Dataset rows showing where objects appear
## BEGIN

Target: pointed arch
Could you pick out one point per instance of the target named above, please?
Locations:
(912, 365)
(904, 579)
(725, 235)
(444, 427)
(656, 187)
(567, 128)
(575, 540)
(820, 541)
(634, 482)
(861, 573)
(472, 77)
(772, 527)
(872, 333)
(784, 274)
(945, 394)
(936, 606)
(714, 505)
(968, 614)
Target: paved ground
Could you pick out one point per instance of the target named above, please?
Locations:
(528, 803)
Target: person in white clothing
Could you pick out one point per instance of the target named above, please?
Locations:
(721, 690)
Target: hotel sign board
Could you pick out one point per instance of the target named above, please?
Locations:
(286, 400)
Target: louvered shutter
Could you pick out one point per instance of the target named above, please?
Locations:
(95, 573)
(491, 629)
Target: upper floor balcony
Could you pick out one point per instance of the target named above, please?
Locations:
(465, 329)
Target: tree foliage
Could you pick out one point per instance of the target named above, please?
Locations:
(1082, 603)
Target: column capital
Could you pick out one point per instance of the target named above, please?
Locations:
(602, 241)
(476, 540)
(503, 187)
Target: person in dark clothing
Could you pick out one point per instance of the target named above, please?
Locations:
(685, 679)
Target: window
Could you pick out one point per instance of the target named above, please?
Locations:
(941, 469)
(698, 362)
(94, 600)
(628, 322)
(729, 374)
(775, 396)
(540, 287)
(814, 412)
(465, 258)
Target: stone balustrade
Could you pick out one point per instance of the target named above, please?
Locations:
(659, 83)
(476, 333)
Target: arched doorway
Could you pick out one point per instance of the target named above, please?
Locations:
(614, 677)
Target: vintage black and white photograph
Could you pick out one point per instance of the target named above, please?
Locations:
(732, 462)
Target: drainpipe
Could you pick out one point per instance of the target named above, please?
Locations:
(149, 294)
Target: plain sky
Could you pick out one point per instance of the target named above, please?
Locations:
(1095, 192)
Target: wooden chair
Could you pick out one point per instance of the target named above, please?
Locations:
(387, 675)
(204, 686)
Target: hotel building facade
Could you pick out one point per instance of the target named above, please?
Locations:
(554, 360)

## END

Copy everything in the records from the line containing "Target: paved ground" down to the end of the records.

• [CORRECT RESULT]
Target: paved ground
Could you pick out one point per instance of the target named above, please?
Locations:
(528, 803)
Target: person in white clothing
Could you pick out one point per instance of the target named above, please?
Locations:
(721, 690)
Target: hotel sign board
Could you pick out one point per instance of the target named above, please?
Locations:
(286, 400)
Target: louvered shutter
Could you pick out one point per instance of the target named above, please?
Locations:
(95, 573)
(491, 629)
Target: upper floor balcony
Could you pick out one point per instance of the target named above, please?
Locations:
(465, 329)
Target: tree foliage
Could you pick out one point per instance of the target named above, please?
Locations:
(1082, 603)
Target: column capital
Could you pick out one point per instance of the target named above, please?
Locations:
(602, 241)
(476, 540)
(503, 187)
Target: person in dark clothing
Could you pick out one point per instance of the target named above, please?
Locations:
(685, 679)
Target: window
Could you pick out one point per instance of the target named above, please?
Locations:
(941, 469)
(698, 362)
(94, 600)
(628, 322)
(729, 374)
(775, 396)
(540, 287)
(814, 412)
(465, 258)
Target: stone balustrade
Could you pick out one point per instance of the target named above, please?
Locations:
(659, 83)
(476, 333)
Target: arched doorway
Could you pick out one point per instance of the target named above, please?
Locations:
(614, 677)
Target: vintage black and white photograph
Could you pick out one point per instance of the target named above, please?
Locations:
(732, 462)
Target: drainpipe
Could you pick out one point per instance of the target named above, please?
Locations:
(149, 294)
Target: plain sky
Could you pick out one point per instance of the target named above, please?
Locations:
(1095, 192)
Target: wooden chair
Could you pick out one point per instance of the target named above, please?
Locations:
(387, 675)
(204, 686)
Target: hotel building facade
Could you pick out one point per instance of the target named above, please?
Locations:
(554, 360)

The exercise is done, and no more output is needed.